▸ DIRECTION 1: In the Robert Lonsdale biography below, which bursary did Lonsdale win?
▸ DIRECTION 2: Please turn the paragraph of the Robert Lonsdale biography that begins "Lonsdale has appeared on stage in Brilliant Adventures" into a short list of his stage work, keeping the venues and other details it gives.

▸ TEXT BLOCK:

- Born: 2 November 1983 (age 42) Marsden, West Yorkshire, England
- Education: Academy of Live and Recorded Arts
- Occupations: Actor; singer;
- Years active: 2002–present

= Robert Lonsdale =

English actor and musician (born 1983)

Robert Lonsdale (born 2 November 1983) is an English actor and musician.

==Early life and education==
Son of Tom and Dilys Lonsdale, he was born on 2 November 1983 in Marsden, West Yorkshire, and has one sister. He went to the Academy of Live and Recorded Arts. He won the Carleton Hobbs Bursary and was once described by Tim Rice as "a young man with enormous talent".

==Career==
Lonsdale first started acting at the age of eight. One of his first television acting roles was on Coronation Street in 2002.
He has appeared on television and on stage in various roles. He has also done work on radio plays for the BBC, including All Quiet on the Western Front, Henry VIII, The Steps, Walter Now, Pilgrim, The Time Machine (on BBC Radio 3 in 2009), The Pattern of Painful Adventures (2008), On the Beach (November 2008 for Radio 4) and The Tenant of Wildfell Hall (BBC).

Lonsdale has appeared on stage in Brilliant Adventures as Luke at The Royal Court, A Life at the Finborough Theatre, and Anna Christie (alongside Jude Law and Ruth Wilson) at the Donmar Warehouse. He's also acted in La Bete (on West End/Broadway), The Indian Wants The Bronx at the Young Vic and Made in Dagenham.

▸ EXCERPTED RECORDS:

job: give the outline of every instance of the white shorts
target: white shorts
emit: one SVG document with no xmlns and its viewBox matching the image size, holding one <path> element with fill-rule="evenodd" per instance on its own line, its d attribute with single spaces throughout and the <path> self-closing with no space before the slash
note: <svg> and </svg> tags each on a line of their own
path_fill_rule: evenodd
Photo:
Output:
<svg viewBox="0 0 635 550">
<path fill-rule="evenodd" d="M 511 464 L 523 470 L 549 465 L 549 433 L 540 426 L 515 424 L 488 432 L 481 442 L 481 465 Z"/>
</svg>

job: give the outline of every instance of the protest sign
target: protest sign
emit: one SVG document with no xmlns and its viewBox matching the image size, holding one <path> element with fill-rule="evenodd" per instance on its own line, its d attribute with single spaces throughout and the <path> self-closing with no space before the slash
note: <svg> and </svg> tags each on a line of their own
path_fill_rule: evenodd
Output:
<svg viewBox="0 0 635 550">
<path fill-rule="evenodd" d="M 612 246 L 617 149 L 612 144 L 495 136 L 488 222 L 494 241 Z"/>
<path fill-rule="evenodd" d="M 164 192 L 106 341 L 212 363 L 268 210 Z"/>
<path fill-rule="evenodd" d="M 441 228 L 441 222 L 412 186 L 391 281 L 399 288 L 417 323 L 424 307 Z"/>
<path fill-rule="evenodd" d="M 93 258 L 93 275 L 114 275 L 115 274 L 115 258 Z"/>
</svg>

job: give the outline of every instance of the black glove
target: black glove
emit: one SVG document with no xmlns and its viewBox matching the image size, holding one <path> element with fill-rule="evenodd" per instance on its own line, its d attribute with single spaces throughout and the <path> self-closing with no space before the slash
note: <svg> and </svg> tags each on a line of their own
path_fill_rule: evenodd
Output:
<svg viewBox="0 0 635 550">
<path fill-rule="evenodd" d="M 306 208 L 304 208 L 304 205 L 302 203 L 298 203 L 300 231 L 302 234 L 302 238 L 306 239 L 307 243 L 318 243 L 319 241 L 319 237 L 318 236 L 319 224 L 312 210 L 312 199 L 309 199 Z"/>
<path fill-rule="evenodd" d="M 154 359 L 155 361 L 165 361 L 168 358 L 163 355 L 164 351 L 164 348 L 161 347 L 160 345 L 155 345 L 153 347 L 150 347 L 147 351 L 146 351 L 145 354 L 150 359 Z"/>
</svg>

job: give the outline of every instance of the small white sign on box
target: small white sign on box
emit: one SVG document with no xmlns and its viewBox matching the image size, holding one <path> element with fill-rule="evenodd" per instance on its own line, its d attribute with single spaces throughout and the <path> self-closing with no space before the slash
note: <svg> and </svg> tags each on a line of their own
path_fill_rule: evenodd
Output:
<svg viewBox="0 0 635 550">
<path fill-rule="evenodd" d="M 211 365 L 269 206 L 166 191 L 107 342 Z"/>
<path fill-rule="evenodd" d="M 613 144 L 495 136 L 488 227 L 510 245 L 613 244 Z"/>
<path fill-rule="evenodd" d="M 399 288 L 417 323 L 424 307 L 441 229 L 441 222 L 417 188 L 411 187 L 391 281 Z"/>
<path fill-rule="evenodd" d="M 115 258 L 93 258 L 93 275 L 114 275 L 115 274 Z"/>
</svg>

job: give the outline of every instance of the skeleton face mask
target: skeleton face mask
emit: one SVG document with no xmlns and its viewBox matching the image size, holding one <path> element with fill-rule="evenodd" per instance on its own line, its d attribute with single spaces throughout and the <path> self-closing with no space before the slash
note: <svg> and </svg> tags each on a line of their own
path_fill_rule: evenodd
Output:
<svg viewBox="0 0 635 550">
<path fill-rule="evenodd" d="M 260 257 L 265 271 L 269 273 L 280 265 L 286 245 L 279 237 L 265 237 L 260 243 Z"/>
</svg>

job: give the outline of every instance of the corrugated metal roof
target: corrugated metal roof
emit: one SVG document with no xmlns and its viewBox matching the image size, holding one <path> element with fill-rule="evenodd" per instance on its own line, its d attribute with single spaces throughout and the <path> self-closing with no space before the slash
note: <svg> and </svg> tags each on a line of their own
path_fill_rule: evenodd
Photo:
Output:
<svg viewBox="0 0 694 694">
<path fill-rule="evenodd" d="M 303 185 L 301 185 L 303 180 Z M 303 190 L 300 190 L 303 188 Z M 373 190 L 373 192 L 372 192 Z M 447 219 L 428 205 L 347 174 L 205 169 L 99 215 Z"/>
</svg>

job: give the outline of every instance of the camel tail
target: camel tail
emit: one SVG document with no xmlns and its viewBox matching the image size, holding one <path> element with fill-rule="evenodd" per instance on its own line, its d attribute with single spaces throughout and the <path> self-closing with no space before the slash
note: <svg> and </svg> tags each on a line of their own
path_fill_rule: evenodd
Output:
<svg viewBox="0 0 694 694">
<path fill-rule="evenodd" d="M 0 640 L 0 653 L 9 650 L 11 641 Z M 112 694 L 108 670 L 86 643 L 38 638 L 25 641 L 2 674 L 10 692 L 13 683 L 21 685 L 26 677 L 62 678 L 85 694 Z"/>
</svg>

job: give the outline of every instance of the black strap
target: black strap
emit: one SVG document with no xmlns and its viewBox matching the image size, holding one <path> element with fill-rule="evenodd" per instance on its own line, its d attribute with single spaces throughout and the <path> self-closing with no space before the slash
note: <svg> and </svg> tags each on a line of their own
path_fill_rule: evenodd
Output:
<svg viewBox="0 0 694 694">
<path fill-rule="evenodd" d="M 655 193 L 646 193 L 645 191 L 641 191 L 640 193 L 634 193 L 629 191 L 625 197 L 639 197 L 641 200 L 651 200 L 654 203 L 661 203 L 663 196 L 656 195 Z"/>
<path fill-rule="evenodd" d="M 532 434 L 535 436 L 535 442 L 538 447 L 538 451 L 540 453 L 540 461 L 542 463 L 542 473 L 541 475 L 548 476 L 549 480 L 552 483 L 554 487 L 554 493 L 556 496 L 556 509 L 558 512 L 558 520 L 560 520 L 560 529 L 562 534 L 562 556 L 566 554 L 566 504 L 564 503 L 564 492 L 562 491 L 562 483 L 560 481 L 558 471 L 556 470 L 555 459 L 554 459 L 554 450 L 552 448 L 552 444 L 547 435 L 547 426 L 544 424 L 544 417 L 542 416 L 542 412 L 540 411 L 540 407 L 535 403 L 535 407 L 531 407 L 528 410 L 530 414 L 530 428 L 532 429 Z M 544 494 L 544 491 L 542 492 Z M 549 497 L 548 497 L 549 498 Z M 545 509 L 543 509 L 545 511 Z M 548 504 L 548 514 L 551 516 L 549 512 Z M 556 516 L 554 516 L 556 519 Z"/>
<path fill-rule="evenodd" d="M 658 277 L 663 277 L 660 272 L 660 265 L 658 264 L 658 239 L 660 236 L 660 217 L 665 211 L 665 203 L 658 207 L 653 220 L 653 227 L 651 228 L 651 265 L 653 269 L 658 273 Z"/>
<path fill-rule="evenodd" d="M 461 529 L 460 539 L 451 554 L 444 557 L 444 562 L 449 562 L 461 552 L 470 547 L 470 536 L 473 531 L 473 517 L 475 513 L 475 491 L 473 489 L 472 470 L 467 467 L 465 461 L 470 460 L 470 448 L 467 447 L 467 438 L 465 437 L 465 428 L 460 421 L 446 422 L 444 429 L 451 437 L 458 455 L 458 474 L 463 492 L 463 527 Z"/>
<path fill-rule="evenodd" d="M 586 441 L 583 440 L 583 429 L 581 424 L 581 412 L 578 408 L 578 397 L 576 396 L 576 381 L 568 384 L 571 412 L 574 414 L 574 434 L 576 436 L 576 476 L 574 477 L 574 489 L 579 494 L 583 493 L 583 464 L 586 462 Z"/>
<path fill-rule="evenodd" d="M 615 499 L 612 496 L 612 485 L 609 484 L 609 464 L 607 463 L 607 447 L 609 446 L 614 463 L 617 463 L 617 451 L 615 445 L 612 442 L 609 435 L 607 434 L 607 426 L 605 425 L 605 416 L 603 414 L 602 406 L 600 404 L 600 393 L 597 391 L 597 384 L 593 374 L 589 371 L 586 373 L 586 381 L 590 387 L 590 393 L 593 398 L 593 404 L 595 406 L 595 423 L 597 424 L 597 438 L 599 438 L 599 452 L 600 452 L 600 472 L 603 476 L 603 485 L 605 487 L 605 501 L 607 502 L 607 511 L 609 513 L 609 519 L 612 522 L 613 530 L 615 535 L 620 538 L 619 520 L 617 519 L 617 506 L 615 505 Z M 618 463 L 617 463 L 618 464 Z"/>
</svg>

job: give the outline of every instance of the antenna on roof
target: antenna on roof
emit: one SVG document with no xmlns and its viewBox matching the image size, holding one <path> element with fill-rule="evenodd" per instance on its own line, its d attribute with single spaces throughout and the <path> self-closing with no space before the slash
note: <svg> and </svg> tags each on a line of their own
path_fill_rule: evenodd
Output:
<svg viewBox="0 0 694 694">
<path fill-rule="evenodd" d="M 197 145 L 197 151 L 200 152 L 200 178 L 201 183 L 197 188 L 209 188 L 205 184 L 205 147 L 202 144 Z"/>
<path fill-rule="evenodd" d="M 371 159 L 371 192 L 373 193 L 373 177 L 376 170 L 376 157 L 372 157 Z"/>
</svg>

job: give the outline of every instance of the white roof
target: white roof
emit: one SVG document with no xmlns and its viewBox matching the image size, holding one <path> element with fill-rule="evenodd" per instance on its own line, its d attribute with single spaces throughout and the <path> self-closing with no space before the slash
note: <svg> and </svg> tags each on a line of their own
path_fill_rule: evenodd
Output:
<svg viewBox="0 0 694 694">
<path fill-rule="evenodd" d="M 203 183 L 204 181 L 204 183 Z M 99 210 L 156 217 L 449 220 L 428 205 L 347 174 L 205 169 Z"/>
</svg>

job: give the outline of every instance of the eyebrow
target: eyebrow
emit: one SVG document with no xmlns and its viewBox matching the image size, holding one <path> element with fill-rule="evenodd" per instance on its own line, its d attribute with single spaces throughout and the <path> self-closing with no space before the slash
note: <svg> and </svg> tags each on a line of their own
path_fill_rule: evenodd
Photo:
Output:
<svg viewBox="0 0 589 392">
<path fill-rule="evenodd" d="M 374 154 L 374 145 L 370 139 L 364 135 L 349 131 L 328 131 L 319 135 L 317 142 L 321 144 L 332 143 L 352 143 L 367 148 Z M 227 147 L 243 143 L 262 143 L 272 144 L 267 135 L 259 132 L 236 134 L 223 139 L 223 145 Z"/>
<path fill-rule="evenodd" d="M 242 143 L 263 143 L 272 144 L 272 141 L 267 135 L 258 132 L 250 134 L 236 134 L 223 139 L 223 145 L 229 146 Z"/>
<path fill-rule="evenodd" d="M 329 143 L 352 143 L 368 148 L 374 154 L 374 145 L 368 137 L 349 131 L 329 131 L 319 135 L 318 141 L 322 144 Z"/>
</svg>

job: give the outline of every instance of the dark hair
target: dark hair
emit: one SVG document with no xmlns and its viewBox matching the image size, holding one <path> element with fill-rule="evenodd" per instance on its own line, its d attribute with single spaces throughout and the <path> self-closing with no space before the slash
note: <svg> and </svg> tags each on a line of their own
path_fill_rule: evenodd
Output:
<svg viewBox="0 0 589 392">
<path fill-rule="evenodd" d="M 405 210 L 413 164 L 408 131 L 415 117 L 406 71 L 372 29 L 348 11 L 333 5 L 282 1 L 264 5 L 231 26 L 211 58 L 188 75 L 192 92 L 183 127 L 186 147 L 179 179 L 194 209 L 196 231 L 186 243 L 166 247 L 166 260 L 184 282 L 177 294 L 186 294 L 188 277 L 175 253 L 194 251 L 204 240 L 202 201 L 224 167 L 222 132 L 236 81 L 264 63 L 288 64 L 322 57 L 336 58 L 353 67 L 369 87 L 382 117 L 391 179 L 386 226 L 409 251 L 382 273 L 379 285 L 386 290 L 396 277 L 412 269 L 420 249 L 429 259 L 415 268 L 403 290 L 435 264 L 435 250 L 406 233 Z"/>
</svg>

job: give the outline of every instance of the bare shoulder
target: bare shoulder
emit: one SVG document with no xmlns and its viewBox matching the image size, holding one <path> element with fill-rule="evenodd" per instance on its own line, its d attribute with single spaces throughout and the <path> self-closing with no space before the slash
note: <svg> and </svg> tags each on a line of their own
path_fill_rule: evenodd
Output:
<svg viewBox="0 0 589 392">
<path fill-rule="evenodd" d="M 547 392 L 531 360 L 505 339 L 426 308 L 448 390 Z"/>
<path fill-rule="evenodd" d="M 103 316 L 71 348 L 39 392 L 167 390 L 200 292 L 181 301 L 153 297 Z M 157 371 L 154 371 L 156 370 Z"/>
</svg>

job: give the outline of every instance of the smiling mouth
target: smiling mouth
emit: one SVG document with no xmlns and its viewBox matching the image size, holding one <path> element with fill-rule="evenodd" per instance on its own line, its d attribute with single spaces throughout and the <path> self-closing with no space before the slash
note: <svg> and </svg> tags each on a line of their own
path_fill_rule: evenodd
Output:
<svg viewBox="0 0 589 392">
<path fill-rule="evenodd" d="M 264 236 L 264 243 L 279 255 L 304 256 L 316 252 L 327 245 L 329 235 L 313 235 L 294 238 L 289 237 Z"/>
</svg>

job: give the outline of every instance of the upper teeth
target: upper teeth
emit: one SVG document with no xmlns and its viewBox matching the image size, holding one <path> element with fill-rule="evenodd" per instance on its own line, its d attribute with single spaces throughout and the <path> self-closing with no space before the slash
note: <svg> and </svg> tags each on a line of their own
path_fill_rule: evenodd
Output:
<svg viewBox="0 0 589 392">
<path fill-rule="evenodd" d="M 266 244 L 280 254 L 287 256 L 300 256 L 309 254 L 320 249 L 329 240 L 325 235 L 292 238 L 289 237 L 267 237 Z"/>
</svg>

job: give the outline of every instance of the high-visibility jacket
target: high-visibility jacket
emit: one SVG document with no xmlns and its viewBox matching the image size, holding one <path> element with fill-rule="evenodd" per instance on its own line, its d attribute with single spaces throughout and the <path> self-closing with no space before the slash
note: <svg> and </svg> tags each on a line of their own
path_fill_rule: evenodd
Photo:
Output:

▸ RESULT 1: The Carleton Hobbs Bursary.

▸ RESULT 2:
- Brilliant Adventures, as Luke, at The Royal Court
- A Life at the Finborough Theatre
- Anna Christie at the Donmar Warehouse, alongside Jude Law and Ruth Wilson
- La Bete, on West End/Broadway
- The Indian Wants The Bronx at the Young Vic
- Made in Dagenham